╔══

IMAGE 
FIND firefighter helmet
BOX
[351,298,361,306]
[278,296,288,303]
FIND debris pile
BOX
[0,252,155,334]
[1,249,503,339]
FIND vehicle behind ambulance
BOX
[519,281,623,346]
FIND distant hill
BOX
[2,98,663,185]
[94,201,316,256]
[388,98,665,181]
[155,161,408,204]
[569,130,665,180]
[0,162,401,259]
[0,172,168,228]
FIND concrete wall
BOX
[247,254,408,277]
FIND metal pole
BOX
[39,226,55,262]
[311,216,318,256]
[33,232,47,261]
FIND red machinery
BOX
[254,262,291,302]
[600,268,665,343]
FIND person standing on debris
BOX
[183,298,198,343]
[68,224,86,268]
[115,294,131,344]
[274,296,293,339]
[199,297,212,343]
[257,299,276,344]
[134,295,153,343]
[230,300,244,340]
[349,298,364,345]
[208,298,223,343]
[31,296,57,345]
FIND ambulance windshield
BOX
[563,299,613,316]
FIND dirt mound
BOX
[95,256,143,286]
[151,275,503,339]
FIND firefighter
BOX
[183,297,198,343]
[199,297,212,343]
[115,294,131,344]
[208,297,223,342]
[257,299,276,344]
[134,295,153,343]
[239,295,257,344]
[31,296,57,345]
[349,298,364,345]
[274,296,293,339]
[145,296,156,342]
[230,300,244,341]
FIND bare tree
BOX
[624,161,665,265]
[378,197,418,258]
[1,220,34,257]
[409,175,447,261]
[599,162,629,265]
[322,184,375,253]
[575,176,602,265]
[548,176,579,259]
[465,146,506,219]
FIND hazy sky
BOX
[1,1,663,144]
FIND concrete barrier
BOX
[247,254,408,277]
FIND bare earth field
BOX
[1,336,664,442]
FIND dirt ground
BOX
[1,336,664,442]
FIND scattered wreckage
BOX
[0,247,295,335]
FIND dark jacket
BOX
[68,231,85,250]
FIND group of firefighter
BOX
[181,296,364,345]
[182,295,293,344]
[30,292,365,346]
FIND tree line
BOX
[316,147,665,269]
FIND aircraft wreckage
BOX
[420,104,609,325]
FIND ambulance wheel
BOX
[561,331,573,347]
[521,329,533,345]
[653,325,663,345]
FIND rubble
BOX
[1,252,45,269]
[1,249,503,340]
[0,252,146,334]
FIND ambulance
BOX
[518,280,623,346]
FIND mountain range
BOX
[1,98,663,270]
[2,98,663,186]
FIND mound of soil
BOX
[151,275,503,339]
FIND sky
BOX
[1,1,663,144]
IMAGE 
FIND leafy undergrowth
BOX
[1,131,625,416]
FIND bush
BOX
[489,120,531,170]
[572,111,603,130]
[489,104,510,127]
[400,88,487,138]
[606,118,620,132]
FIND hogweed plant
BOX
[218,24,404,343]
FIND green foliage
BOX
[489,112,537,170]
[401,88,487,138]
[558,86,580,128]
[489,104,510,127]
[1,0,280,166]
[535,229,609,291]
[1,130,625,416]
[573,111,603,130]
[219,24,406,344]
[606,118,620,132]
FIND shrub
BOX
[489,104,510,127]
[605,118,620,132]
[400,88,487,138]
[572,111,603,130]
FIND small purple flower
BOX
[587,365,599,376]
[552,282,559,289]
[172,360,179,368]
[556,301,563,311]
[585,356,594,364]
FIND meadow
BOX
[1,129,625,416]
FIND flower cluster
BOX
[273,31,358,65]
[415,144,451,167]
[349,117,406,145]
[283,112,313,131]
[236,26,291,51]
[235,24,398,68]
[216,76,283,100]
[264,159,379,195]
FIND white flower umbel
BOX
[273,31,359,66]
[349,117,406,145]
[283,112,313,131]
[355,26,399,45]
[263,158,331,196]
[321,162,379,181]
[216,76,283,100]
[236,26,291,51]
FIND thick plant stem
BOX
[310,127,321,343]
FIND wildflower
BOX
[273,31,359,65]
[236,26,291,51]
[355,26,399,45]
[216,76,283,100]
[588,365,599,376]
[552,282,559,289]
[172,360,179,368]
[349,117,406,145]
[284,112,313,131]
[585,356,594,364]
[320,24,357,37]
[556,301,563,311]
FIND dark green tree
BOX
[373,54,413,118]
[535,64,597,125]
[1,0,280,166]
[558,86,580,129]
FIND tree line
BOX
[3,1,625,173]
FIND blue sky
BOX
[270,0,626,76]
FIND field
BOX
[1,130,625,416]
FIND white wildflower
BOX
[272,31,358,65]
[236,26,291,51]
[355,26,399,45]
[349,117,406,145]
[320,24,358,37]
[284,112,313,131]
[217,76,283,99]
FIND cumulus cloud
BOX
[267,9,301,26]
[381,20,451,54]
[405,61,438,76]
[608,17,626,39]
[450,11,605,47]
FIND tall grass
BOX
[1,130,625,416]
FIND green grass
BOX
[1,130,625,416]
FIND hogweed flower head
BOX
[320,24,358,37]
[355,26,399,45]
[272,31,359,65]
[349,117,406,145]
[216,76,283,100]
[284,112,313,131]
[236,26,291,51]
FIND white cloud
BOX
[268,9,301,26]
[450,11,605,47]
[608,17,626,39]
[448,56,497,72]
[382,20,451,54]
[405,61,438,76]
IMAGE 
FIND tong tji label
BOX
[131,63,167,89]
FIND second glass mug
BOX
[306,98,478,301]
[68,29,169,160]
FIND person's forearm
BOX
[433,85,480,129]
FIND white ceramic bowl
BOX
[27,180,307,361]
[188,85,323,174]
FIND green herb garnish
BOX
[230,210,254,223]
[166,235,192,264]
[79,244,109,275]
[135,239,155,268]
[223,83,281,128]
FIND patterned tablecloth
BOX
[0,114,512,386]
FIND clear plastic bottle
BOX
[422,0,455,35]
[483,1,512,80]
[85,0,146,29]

╚══

Work instructions:
Until the last line is reached, keep transcribing the data exactly.

Response below:
IMAGE 
FIND firefighter helmet
BOX
[351,298,361,306]
[278,296,288,303]
FIND debris pile
BOX
[0,252,155,334]
[1,249,503,339]
FIND vehicle behind ambulance
BOX
[519,281,623,346]
FIND distant hill
BOX
[2,98,663,185]
[94,201,316,256]
[388,98,665,181]
[155,161,408,204]
[569,130,665,180]
[0,162,401,259]
[0,172,168,228]
FIND concrete wall
BOX
[247,254,408,277]
FIND metal pole
BOX
[39,226,55,262]
[311,216,318,256]
[33,232,47,261]
FIND red machinery
BOX
[254,262,291,302]
[600,268,665,343]
FIND person standing on debris
BOX
[183,298,198,343]
[68,224,86,268]
[115,294,131,344]
[274,296,293,339]
[199,297,212,343]
[257,299,276,344]
[134,295,153,343]
[230,300,244,340]
[349,298,364,345]
[208,298,223,343]
[31,296,57,345]
FIND ambulance windshield
BOX
[563,299,613,316]
FIND dirt mound
BOX
[95,256,143,286]
[151,275,503,339]
FIND firefighter
BOX
[183,297,198,343]
[199,297,212,343]
[115,294,131,344]
[208,297,223,342]
[257,299,276,344]
[134,295,153,343]
[239,295,257,344]
[31,296,57,345]
[349,298,364,345]
[274,296,293,339]
[145,296,156,342]
[230,300,244,341]
FIND bare tree
BOX
[624,161,665,265]
[378,197,418,258]
[1,220,34,257]
[409,175,447,261]
[599,162,629,265]
[322,184,375,253]
[575,176,602,265]
[548,176,579,259]
[465,146,506,219]
FIND hazy sky
BOX
[1,1,663,144]
FIND concrete barrier
BOX
[247,254,408,277]
FIND bare earth field
BOX
[1,336,664,442]
FIND dirt ground
BOX
[1,336,664,442]
FIND scattered wreckage
BOX
[0,247,295,335]
FIND dark jacket
BOX
[68,231,85,250]
FIND group of firefighter
BOX
[181,296,364,345]
[182,295,293,344]
[30,292,365,346]
FIND tree line
BOX
[316,147,665,269]
FIND aircraft wreckage
BOX
[420,104,609,325]
FIND ambulance wheel
BOX
[561,331,573,347]
[521,329,533,345]
[653,325,663,345]
FIND rubble
BOX
[1,252,45,269]
[1,249,503,340]
[0,252,146,334]
FIND ambulance
BOX
[518,280,623,346]
FIND mountain range
BOX
[1,98,663,270]
[2,98,663,186]
FIND mound of soil
BOX
[151,275,503,339]
FIND sky
BOX
[1,1,663,144]
IMAGE 
FIND leafy undergrowth
BOX
[1,131,625,416]
FIND bush
BOX
[489,120,531,170]
[572,111,603,130]
[489,104,510,127]
[400,88,487,138]
[606,118,620,132]
FIND hogweed plant
BOX
[218,24,404,343]
FIND green foliage
BOX
[489,112,537,170]
[401,88,487,138]
[558,86,580,128]
[489,104,510,127]
[1,0,280,166]
[535,229,609,291]
[1,130,625,416]
[573,111,603,130]
[219,24,406,344]
[606,118,620,132]
FIND shrub
BOX
[489,104,510,127]
[605,118,620,132]
[400,88,487,138]
[572,111,603,130]
FIND small purple flower
BOX
[587,365,599,376]
[552,282,559,289]
[172,360,179,368]
[556,301,563,311]
[585,356,594,364]
FIND meadow
BOX
[1,129,625,416]
FIND flower cluster
BOX
[273,31,358,65]
[415,144,451,167]
[349,117,406,145]
[283,112,313,131]
[236,26,291,51]
[235,24,398,68]
[216,76,283,100]
[264,159,379,195]
FIND white flower umbel
BOX
[273,31,359,66]
[349,117,406,145]
[283,112,313,131]
[355,26,399,45]
[263,158,331,196]
[321,162,379,181]
[216,76,283,100]
[236,26,291,51]
FIND thick plant stem
BOX
[310,127,321,343]
FIND wildflower
BOX
[273,31,359,65]
[236,26,291,51]
[355,26,399,45]
[216,76,283,100]
[588,365,599,376]
[552,282,559,289]
[172,360,179,368]
[349,117,406,145]
[284,112,313,131]
[585,356,594,364]
[320,24,357,37]
[556,301,563,311]
FIND dark green tree
BOX
[373,54,413,118]
[535,64,597,125]
[1,0,280,166]
[558,86,580,129]
FIND tree line
BOX
[3,1,625,173]
FIND blue sky
BOX
[270,0,626,76]
FIND field
BOX
[1,130,625,416]
FIND white wildflower
BOX
[272,31,358,65]
[236,26,291,51]
[355,26,399,45]
[349,117,406,145]
[320,24,358,37]
[284,112,313,131]
[217,76,283,99]
FIND cumulus cloud
BOX
[267,9,301,26]
[381,20,451,54]
[405,61,438,76]
[608,17,626,39]
[450,11,605,47]
FIND tall grass
BOX
[1,130,625,416]
FIND green grass
BOX
[1,130,625,416]
FIND hogweed flower head
BOX
[320,24,358,37]
[355,26,399,45]
[272,31,359,65]
[349,117,406,145]
[216,76,283,100]
[284,112,313,131]
[236,26,291,51]
FIND white cloud
BOX
[268,9,301,26]
[450,11,605,47]
[608,17,626,39]
[448,56,497,72]
[382,20,451,54]
[405,61,438,76]
IMAGE 
FIND tong tji label
BOX
[131,63,167,89]
FIND second glass mug
BOX
[306,98,478,301]
[68,29,169,160]
FIND person's forearm
BOX
[433,85,480,129]
FIND white ceramic bowl
BOX
[27,180,307,361]
[188,85,323,174]
FIND green herb garnish
BOX
[230,210,254,223]
[166,235,192,264]
[79,244,109,275]
[135,239,155,268]
[223,83,281,128]
FIND patterned tablecloth
BOX
[0,114,512,386]
FIND clear plastic bottle
BOX
[422,0,455,35]
[483,1,512,80]
[85,0,146,29]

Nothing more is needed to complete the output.